- **Goal**:
Output the line that contains "Exercise. Locate the castle" and every line after it to the end of the entries, with nothing added or left out.

###

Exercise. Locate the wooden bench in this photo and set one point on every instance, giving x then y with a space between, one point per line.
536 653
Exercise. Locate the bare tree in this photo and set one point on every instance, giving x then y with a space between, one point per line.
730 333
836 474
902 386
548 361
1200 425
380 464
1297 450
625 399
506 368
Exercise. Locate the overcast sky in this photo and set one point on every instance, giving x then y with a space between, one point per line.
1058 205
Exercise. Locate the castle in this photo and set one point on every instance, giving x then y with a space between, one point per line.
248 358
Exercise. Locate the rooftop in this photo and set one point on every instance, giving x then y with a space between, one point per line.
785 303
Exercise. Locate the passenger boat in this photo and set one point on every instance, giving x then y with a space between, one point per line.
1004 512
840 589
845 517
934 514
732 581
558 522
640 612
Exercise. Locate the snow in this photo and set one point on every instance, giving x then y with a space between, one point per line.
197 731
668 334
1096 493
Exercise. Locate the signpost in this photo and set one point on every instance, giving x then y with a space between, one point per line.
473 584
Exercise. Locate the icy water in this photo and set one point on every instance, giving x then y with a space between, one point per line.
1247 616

###

- **Complete output**:
Exercise. Locate the castle in this photo and set one point on every instance, giving x then y with a space between, one point per line.
248 358
Exercise. Locate the rooftop in this photo and set one point on every instance, giving x then y with a space between, one point per line.
785 303
Exercise. Locate the passenger boat in this photo and set one point on every instance, giving x then y with a space between, one point per line.
1004 512
840 589
845 517
934 514
732 581
558 522
640 612
Exercise. Locate the snow in this photo and set one point on every instance, giving x then y with a space between, one point per line.
197 731
668 334
1096 493
Exercise. Locate the signpost in this photo and set one point on every instance, giving x then y with a space between, one point per line.
473 584
Exercise. Locate the icy water in this photo and set one point on every instance, giving x then y with a space between, one point per line.
1247 616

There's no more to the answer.